* **Work required**: Each line from the one that contains "Please point out the black work" through the end of the entries should be repeated exactly, with nothing added.

*** Opening of Input ***

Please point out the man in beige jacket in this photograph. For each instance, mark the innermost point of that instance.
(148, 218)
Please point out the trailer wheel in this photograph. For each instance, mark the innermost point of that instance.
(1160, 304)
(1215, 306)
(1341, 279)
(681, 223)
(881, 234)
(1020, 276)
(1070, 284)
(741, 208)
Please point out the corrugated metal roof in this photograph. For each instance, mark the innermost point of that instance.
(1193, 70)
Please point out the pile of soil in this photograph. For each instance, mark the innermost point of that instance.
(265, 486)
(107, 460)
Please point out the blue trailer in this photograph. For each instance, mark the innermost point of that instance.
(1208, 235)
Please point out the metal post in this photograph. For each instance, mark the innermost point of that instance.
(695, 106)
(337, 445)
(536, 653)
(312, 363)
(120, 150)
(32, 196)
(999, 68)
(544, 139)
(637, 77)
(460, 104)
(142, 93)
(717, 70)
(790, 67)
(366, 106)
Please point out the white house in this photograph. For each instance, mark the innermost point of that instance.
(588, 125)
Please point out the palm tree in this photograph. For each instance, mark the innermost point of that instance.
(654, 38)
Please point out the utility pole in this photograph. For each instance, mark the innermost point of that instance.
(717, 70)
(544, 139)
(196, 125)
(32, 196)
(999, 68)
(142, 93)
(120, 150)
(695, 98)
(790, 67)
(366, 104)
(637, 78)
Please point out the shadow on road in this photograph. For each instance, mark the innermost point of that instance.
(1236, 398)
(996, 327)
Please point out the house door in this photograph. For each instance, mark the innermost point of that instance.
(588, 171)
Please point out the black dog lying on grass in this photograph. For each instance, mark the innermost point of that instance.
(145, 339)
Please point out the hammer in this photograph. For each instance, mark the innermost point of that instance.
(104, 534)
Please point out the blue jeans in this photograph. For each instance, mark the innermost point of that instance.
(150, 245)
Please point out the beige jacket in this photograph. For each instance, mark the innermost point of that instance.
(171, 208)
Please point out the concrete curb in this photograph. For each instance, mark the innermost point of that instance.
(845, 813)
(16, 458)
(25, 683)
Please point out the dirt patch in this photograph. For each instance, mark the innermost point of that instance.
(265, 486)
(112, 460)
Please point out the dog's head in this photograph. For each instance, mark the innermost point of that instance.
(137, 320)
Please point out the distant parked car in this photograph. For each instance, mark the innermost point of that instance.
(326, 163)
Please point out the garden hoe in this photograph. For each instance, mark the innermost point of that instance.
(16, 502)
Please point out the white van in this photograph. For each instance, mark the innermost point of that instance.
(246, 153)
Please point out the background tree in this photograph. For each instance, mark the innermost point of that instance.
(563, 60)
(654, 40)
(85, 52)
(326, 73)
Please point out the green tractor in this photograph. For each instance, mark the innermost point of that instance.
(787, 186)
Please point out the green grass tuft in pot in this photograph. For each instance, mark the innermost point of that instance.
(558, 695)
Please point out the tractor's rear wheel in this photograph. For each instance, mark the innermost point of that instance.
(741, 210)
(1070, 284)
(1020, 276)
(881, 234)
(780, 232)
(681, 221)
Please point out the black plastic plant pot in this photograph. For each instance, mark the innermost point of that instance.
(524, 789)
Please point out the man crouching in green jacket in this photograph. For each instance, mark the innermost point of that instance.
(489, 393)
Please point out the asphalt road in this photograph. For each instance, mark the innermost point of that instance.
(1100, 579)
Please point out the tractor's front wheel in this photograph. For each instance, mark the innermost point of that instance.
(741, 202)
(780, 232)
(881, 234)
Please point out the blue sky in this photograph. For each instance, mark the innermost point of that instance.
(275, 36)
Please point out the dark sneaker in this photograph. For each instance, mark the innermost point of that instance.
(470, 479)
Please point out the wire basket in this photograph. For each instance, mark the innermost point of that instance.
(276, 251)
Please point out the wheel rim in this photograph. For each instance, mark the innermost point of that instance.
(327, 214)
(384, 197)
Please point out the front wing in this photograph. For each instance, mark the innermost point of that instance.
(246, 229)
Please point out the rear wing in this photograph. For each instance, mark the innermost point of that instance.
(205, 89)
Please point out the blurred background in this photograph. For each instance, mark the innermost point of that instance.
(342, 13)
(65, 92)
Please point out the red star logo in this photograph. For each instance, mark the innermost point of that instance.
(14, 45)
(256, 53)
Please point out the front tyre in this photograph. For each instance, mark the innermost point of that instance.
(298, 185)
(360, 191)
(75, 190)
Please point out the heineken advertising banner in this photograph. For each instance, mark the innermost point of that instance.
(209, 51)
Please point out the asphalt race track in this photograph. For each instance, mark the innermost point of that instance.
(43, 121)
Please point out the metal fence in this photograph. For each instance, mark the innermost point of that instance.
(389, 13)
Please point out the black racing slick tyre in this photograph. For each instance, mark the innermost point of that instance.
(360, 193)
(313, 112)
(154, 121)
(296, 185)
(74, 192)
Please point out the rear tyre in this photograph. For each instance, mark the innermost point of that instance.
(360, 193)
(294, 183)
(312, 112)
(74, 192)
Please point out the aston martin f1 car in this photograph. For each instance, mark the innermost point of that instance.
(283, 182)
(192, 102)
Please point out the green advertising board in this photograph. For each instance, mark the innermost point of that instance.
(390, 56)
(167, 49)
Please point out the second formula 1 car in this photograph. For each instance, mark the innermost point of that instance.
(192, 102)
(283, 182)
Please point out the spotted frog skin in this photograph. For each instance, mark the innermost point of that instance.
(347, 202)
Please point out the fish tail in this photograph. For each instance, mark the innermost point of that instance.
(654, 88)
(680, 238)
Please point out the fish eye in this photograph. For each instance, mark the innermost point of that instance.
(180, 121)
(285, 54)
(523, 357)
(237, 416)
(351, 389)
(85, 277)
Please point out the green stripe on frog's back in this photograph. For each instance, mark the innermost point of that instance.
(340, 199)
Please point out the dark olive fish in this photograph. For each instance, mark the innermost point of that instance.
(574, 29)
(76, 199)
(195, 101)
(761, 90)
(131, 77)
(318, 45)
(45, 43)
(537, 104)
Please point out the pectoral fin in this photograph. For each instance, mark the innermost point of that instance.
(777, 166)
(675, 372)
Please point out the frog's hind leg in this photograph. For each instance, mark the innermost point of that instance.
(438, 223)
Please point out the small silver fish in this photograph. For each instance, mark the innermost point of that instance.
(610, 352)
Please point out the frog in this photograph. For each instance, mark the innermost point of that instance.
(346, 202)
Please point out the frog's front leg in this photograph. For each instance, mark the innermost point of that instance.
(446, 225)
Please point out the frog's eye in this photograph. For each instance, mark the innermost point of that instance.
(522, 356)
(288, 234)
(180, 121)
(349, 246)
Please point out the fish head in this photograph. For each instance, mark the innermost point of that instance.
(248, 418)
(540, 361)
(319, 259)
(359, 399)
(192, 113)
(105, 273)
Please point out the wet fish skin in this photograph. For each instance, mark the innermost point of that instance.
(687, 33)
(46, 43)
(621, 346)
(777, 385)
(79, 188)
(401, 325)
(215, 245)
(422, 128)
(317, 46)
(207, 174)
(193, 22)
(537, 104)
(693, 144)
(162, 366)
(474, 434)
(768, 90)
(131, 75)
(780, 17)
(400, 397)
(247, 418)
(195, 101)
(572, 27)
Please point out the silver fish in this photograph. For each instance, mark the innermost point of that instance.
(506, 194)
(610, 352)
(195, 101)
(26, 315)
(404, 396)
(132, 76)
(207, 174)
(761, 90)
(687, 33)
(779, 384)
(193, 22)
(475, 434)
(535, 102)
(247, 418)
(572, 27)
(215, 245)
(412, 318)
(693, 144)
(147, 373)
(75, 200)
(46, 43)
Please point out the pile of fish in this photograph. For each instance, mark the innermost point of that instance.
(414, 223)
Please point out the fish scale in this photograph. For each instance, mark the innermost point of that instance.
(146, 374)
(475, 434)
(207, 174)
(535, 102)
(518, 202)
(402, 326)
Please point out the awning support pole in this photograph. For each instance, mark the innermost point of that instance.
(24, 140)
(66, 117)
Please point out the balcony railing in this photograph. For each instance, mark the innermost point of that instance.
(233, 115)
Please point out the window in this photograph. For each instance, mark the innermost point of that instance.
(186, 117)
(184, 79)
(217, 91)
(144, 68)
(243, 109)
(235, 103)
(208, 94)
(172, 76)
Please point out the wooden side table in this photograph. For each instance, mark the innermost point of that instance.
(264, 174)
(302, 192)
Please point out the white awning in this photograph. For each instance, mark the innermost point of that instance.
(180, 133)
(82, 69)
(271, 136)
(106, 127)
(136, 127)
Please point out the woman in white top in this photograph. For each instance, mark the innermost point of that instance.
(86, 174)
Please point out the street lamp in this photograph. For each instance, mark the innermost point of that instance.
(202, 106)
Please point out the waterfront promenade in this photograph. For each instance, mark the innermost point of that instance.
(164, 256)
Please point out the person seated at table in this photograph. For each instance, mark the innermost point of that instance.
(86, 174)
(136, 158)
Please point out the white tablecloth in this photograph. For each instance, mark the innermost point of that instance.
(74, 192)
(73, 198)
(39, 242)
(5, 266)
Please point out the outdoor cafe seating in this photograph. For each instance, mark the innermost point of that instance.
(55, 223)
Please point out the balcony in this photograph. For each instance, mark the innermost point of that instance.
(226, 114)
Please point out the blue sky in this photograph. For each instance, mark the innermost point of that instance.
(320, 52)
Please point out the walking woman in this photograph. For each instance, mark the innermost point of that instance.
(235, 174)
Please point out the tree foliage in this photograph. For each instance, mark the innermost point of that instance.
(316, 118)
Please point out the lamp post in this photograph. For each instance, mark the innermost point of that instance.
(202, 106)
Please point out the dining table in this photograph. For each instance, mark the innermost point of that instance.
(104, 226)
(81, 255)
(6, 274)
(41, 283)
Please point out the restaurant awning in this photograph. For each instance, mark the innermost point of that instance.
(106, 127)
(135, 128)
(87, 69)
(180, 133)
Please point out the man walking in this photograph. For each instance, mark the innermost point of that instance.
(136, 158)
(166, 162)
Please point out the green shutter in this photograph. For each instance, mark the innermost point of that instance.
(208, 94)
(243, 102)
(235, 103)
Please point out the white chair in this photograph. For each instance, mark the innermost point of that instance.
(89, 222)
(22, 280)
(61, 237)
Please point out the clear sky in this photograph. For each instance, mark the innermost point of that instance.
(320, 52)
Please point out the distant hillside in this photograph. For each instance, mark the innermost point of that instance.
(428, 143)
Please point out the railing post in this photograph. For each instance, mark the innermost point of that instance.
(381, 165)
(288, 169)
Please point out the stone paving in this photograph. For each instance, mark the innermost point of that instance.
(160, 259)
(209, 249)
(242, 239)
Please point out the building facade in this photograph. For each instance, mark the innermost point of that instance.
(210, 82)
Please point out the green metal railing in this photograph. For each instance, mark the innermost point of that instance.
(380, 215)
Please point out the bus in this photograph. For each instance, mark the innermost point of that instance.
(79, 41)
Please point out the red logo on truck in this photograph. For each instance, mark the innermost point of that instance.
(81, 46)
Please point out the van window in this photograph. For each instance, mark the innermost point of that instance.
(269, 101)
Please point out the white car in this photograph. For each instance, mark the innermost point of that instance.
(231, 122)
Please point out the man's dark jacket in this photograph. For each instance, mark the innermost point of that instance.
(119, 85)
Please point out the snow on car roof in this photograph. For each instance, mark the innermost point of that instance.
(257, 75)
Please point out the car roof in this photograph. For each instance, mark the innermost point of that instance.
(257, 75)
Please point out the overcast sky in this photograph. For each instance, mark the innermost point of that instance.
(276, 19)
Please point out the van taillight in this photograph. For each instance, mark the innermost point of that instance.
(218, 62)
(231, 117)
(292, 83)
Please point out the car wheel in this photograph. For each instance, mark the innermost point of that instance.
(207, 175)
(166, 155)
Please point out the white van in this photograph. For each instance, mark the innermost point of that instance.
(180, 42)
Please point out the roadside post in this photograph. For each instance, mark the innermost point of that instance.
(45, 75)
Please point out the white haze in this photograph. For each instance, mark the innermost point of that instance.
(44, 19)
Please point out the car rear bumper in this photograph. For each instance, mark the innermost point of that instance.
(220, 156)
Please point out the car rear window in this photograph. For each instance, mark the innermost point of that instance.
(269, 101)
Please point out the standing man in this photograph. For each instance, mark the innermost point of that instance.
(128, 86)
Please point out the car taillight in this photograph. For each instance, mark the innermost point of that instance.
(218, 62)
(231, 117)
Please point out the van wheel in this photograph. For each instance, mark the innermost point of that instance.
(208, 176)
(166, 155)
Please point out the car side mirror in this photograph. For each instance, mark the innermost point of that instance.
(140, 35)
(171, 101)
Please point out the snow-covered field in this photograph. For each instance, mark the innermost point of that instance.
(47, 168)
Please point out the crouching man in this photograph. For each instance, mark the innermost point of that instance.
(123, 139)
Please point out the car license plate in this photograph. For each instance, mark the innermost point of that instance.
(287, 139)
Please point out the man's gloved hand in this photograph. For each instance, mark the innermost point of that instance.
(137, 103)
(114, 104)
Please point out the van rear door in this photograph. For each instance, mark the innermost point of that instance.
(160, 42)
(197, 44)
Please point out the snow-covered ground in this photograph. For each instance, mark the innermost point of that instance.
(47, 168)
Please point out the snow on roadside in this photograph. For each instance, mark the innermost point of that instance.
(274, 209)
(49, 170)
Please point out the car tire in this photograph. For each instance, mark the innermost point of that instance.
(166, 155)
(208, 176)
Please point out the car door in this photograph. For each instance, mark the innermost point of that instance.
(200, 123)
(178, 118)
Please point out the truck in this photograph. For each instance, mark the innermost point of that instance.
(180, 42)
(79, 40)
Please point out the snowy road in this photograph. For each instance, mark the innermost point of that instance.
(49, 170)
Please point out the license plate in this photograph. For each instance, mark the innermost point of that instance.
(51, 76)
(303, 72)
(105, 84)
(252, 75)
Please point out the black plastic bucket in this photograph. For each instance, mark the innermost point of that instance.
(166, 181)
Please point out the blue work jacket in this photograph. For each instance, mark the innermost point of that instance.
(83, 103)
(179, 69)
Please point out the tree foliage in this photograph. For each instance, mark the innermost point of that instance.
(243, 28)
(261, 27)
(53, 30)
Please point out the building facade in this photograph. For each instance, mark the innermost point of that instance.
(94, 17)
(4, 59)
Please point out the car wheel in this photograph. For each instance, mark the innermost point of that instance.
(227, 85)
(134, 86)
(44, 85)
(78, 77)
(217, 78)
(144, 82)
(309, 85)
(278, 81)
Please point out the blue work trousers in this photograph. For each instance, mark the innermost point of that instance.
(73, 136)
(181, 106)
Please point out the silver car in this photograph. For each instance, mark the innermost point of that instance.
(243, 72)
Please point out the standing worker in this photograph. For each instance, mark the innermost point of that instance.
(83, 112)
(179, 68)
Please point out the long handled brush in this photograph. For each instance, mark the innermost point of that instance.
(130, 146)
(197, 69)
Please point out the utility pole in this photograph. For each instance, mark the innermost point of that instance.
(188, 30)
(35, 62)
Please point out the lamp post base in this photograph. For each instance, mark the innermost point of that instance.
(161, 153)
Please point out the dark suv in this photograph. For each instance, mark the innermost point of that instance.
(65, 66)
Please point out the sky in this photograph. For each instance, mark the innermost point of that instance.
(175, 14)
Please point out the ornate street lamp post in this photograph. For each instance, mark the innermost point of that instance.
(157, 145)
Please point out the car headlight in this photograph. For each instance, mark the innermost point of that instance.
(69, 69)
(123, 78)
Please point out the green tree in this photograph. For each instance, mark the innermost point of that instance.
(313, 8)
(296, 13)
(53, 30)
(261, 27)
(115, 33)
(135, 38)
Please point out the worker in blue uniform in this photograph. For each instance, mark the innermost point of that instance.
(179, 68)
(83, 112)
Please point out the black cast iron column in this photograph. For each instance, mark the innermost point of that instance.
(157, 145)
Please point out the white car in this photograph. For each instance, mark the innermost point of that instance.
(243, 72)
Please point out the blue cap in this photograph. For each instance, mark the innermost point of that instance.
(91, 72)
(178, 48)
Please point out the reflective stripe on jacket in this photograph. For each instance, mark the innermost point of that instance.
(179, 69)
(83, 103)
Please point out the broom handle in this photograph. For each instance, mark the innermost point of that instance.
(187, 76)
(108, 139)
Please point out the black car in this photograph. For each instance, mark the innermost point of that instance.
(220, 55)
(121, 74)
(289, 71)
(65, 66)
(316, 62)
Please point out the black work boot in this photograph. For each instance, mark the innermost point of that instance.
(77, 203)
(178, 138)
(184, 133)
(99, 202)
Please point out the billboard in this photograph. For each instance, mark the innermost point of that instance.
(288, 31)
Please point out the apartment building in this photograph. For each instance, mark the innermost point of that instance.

*** Close of Input ***

* **Reply to the exercise**:
Please point out the black work boot in this photograph. For each instance, mark the innermost point of that instance.
(77, 203)
(178, 138)
(184, 133)
(99, 202)
Please point out the billboard in this photograph. For each instance, mark the innermost point of that instance.
(288, 31)
Please point out the apartment building in this photograph. For each instance, mark the innermost point of that instance.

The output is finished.